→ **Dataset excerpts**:
★ ★ ★ ★
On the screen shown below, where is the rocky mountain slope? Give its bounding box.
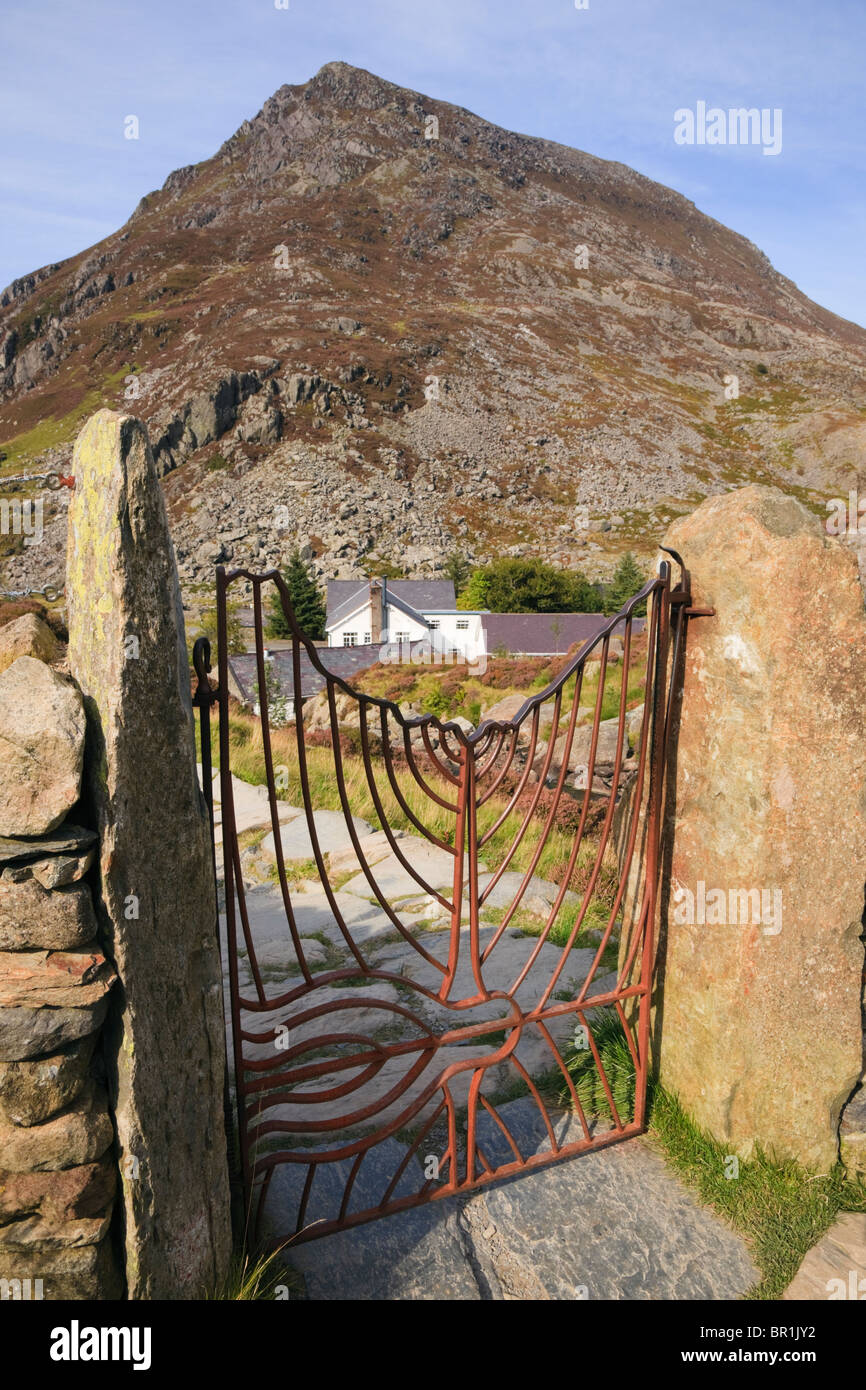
[2,60,865,603]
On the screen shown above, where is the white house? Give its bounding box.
[324,578,620,676]
[325,578,486,666]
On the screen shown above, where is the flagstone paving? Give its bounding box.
[198,765,303,845]
[224,883,618,1129]
[208,778,758,1301]
[782,1212,866,1300]
[261,809,374,863]
[271,1098,760,1301]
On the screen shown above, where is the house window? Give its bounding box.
[429,619,440,629]
[363,632,371,645]
[343,632,358,647]
[456,619,469,630]
[395,631,410,643]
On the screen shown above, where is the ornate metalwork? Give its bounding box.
[204,560,693,1245]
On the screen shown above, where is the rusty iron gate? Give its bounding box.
[194,551,701,1246]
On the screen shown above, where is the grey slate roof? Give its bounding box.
[227,645,381,705]
[326,578,456,627]
[482,612,611,656]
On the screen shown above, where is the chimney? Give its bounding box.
[370,578,384,644]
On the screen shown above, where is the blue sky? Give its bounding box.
[1,0,864,326]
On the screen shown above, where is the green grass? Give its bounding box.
[553,1014,866,1299]
[0,365,134,468]
[480,898,619,968]
[649,1089,866,1300]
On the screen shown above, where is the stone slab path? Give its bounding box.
[782,1212,866,1300]
[223,881,617,1129]
[275,1099,759,1301]
[209,773,758,1301]
[197,765,302,846]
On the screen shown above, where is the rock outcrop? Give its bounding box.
[0,613,61,675]
[4,62,866,600]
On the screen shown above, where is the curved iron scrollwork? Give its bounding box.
[203,560,690,1245]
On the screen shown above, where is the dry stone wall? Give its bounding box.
[0,623,120,1299]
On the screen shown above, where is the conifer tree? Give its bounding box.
[266,549,327,639]
[603,552,646,616]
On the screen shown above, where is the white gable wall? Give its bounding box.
[327,601,485,663]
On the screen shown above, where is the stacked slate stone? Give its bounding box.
[0,629,119,1300]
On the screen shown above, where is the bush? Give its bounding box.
[458,558,598,613]
[192,598,246,657]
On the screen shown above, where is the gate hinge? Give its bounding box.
[661,547,715,618]
[192,636,220,705]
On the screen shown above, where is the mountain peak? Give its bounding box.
[2,63,866,604]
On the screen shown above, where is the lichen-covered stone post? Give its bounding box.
[66,409,231,1297]
[656,485,865,1171]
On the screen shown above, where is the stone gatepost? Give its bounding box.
[656,485,866,1172]
[66,409,231,1297]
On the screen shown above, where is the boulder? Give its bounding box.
[480,694,526,724]
[448,715,475,735]
[66,409,231,1298]
[656,486,866,1171]
[533,715,627,782]
[0,658,86,837]
[0,613,62,675]
[0,1037,95,1125]
[302,687,361,731]
[0,880,99,951]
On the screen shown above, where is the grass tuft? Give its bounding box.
[205,1244,303,1300]
[561,1010,637,1121]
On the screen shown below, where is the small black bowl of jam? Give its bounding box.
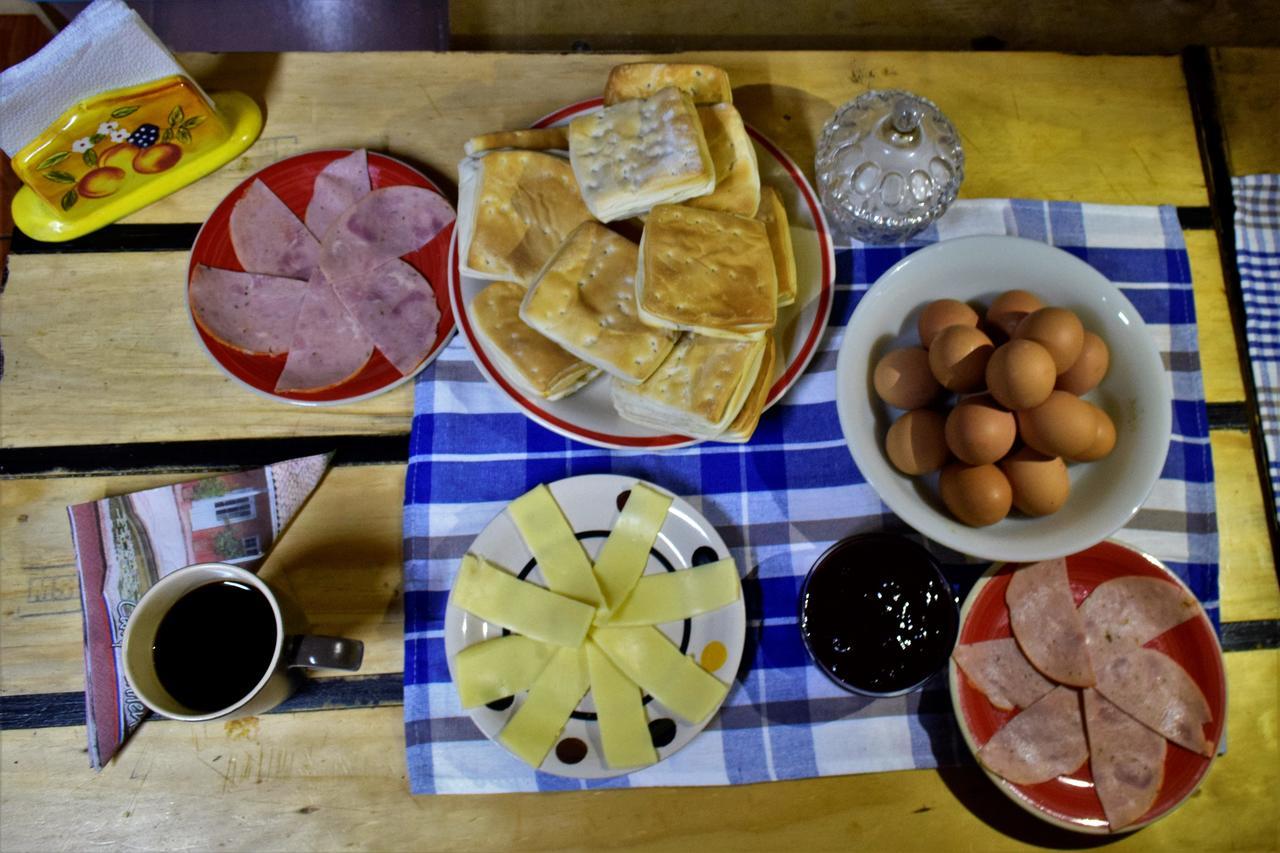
[798,533,959,697]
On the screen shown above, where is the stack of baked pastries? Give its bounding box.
[462,62,798,443]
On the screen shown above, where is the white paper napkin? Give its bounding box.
[0,0,193,157]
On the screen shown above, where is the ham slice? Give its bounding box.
[1007,558,1095,687]
[1079,576,1199,660]
[230,179,320,279]
[976,686,1088,785]
[318,186,455,283]
[275,270,374,392]
[953,638,1056,711]
[330,258,440,375]
[305,149,371,239]
[189,265,307,355]
[1093,647,1215,757]
[1083,688,1166,831]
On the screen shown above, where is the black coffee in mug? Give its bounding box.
[151,579,278,713]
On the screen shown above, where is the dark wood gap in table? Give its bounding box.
[0,433,409,478]
[1182,45,1280,565]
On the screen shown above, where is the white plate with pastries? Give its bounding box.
[449,86,835,450]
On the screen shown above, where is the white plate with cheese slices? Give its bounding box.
[449,99,836,450]
[443,474,747,779]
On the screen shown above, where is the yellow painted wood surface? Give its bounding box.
[1212,430,1280,623]
[1,650,1273,851]
[1214,48,1280,176]
[1187,230,1247,404]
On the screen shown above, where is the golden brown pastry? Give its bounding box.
[720,336,776,443]
[463,127,570,157]
[685,104,760,217]
[755,186,797,308]
[603,63,733,106]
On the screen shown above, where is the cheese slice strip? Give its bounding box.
[453,634,557,709]
[592,483,673,611]
[507,484,604,607]
[592,625,729,723]
[585,641,658,769]
[451,554,594,647]
[499,645,590,768]
[607,558,740,626]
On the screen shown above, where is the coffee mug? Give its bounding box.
[122,562,363,722]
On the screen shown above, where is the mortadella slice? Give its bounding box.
[189,265,307,355]
[275,270,374,393]
[1092,647,1215,757]
[1079,576,1199,660]
[976,686,1088,785]
[1007,558,1095,687]
[230,179,320,279]
[953,638,1057,711]
[319,186,455,283]
[305,149,372,239]
[330,258,440,375]
[1082,688,1166,831]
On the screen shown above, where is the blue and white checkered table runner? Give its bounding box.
[1232,175,1280,523]
[402,199,1219,794]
★ ★ ★ ★
→ **Goal of the exercise**:
All the records need to be printed again exactly as written, though without their pictures.

→ **Solution below**:
On the screen shown below, where is the rocky mountain slope? Give its bounding box.
[2,60,865,603]
On the screen shown above, where is the white house? Give its bounding box.
[324,578,620,676]
[325,578,486,666]
On the screen shown above, where is the flagstone paving? Give its bounding box.
[198,765,303,845]
[224,883,618,1129]
[208,778,758,1301]
[782,1212,866,1300]
[261,809,374,863]
[271,1098,760,1301]
On the screen shown above, where is the house window? Give its bounding box.
[429,619,440,629]
[363,632,371,645]
[343,632,358,647]
[456,619,469,630]
[395,631,410,643]
On the screen shown above, where is the ornate metalwork? Give its bounding box.
[204,560,693,1245]
On the screen shown above, where is the rusty iron gate? Give its bounding box.
[194,551,701,1246]
On the screen shown above, where is the grey slate roof? Give its bounding box.
[227,645,381,705]
[326,578,456,627]
[482,612,611,656]
On the screen shown above, where is the chimney? Give its bounding box.
[370,578,384,644]
On the screen shown above, where is the blue sky? Give its bounding box.
[1,0,864,326]
On the screen shown above, where is the green grass? Give its bounding box.
[553,1014,866,1299]
[0,365,134,468]
[480,898,619,968]
[649,1089,866,1300]
On the screen shown above, where is the stone slab path? Give its bounding box.
[782,1212,866,1300]
[223,881,617,1129]
[275,1099,759,1301]
[209,773,758,1301]
[197,765,302,846]
On the screen shown above, where is the rock outcrop? Give its bounding box.
[0,613,61,675]
[4,62,866,600]
On the screen shown above, where is the curved iron scrollwork? Give its bounding box.
[203,560,690,1245]
On the screen shown above, where is the dry stone wall? Give its bounding box.
[0,623,120,1299]
On the screen shown above, where is the conifer tree? Give its bounding box.
[266,549,327,639]
[603,552,646,616]
On the screen shown above, where is the white gable wall? Give its bounding box.
[327,601,485,663]
On the screen shown above, where is the stacked slate stone? Give its bounding box.
[0,629,119,1300]
On the screen shown above, where is the bush? Give its bounding box.
[458,558,598,613]
[192,598,246,657]
On the screen shown above, where is the gate hinge? Give its bounding box.
[661,547,715,618]
[192,636,220,705]
On the screen shown above, where is the mountain peak? Give its bounding box.
[2,63,866,604]
On the screen shown above, where is the lichen-covered stone post? Give its bounding box.
[66,409,231,1297]
[656,485,865,1171]
On the screen shown above, where is the stone gatepost? Give its bounding box.
[656,485,866,1172]
[66,409,231,1297]
On the screen shown above, where is the boulder? Give its bounding box.
[480,694,526,724]
[448,715,475,735]
[66,409,231,1298]
[656,486,866,1171]
[533,715,627,782]
[0,658,86,837]
[0,613,62,675]
[0,1037,95,1125]
[302,687,361,731]
[0,880,99,951]
On the screen shown above, where is the grass tuft? Give its bounding box.
[205,1244,303,1300]
[561,1010,637,1121]
On the screen shown below, where is the small black bowl of jam? Give its bounding box.
[798,533,959,697]
On the screen shown above, where is the stack of baked pastries? Give its bounding box.
[462,62,798,443]
On the screen shown above, where is the white paper napkin? Give its bounding box.
[0,0,193,157]
On the screen shown above, where is the ham slice? Give its bounding box.
[1007,558,1095,687]
[1079,576,1199,660]
[230,179,320,279]
[976,686,1088,785]
[318,186,455,283]
[275,270,374,392]
[953,638,1056,711]
[330,258,440,375]
[305,149,371,239]
[189,265,307,355]
[1093,647,1215,757]
[1083,688,1166,831]
On the screen shown above, where is the black coffee in mug? Give its bounding box.
[151,579,278,713]
On the screen shown above, where is the dark wood gap in table? Give its bounding box.
[0,433,409,478]
[1182,45,1280,565]
On the screen shown above, where is the white plate with pastries? Give its bounding box.
[449,86,835,450]
On the screen shown above, where is the white plate with cheese slices? Give its bounding box.
[449,99,836,450]
[443,474,747,779]
On the screen shown above, where is the yellow painted wood surface? Give its bounding box.
[1212,430,1280,623]
[1,650,1273,851]
[1214,48,1280,176]
[1187,230,1247,404]
On the screen shown above, where is the golden brown pastry? Give its bounding box.
[720,336,776,443]
[463,127,570,157]
[685,104,760,217]
[755,186,797,308]
[603,63,733,106]
On the screen shown above, where is the cheese slice strip? Give its bounding box.
[453,634,557,709]
[592,483,673,611]
[507,484,604,607]
[592,625,729,723]
[585,641,658,769]
[451,554,594,647]
[499,645,590,768]
[607,558,740,626]
On the screen shown above, where is the coffee mug? Give its bounding box.
[122,562,363,722]
On the screen shown above, where is the mortadella slice? Give its bounding box.
[189,265,307,355]
[275,270,374,393]
[1092,647,1215,757]
[1079,576,1199,660]
[976,686,1088,785]
[1007,558,1095,687]
[230,179,320,279]
[953,638,1057,711]
[319,186,455,283]
[305,149,372,239]
[330,258,440,375]
[1082,688,1166,831]
On the screen shown above, where is the blue and white checkered table runner? Give its bounding box.
[1232,175,1280,523]
[402,199,1219,794]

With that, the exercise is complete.